Problem statement:
Report each line of the rows below that contains the string "blue", treating uppercase and lowercase as different.

++++++

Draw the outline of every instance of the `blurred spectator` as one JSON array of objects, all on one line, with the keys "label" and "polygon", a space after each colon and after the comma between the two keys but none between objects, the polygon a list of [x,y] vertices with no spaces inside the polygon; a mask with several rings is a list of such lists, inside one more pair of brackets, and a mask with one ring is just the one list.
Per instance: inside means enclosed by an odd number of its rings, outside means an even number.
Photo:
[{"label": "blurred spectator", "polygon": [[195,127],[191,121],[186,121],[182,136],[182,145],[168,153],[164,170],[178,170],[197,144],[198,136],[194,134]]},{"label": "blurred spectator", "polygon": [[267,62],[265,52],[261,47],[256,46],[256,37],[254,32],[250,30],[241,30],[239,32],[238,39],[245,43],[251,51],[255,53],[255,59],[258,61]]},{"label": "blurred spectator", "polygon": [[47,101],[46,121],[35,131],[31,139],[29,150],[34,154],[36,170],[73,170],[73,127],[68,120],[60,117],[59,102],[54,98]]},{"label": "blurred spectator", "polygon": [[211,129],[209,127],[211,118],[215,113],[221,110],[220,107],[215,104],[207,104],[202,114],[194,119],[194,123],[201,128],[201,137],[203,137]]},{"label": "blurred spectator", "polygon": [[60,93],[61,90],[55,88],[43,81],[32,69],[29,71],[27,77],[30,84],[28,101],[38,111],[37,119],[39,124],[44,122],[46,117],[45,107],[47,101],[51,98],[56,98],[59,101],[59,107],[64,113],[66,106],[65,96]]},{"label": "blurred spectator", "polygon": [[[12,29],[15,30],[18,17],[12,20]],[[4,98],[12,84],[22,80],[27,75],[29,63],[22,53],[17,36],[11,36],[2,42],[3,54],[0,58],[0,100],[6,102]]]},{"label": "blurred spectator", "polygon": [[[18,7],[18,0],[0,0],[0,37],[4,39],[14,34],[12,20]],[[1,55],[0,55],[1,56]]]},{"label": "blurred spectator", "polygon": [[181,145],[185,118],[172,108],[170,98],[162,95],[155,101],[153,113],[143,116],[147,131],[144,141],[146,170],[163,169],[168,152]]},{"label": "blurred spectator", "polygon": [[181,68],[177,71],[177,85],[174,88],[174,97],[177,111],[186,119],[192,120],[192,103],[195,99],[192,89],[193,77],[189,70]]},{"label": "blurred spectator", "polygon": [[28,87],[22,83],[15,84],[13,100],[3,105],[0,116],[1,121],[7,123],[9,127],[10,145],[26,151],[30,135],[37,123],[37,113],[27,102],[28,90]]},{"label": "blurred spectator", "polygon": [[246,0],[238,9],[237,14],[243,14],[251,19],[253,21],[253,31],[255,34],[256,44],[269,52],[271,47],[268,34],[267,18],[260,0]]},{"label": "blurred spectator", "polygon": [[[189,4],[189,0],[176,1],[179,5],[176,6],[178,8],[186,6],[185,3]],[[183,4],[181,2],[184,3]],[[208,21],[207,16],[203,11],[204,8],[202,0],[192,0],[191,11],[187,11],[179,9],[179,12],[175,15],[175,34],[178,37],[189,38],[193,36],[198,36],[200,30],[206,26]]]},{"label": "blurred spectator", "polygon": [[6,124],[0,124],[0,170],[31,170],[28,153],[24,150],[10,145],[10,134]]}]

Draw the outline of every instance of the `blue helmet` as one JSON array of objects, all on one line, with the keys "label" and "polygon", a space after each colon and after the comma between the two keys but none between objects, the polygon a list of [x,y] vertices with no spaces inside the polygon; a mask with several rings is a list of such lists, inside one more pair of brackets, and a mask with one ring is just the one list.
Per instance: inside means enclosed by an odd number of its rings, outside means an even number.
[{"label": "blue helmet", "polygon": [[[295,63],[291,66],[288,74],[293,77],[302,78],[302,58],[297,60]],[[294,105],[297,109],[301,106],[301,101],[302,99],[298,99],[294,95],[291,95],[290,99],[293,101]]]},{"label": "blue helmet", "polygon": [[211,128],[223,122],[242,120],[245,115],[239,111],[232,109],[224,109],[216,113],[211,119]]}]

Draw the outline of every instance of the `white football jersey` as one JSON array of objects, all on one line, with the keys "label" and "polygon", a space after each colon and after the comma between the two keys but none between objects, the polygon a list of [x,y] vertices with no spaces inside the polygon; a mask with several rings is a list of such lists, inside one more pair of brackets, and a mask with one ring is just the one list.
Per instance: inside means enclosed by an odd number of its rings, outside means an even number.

++++++

Solution for this exercise:
Draw the outline of every instance of the `blue helmet` as one JSON array of objects, all on one line, with the keys "label" and "polygon", a space after each colon and after the comma between the two keys but none between objects, the polygon a list of [x,y] vertices with no spaces inside the polygon; a mask with several rings is a list of such lists, inside one more pair of brackets, and a mask with one ring is just the one list.
[{"label": "blue helmet", "polygon": [[[295,63],[291,66],[288,74],[293,77],[302,78],[302,58],[297,60]],[[294,105],[297,109],[301,106],[301,101],[302,99],[298,99],[294,95],[291,95],[290,99],[293,101]]]},{"label": "blue helmet", "polygon": [[211,128],[223,122],[242,120],[245,115],[239,111],[232,109],[224,109],[216,113],[211,119]]}]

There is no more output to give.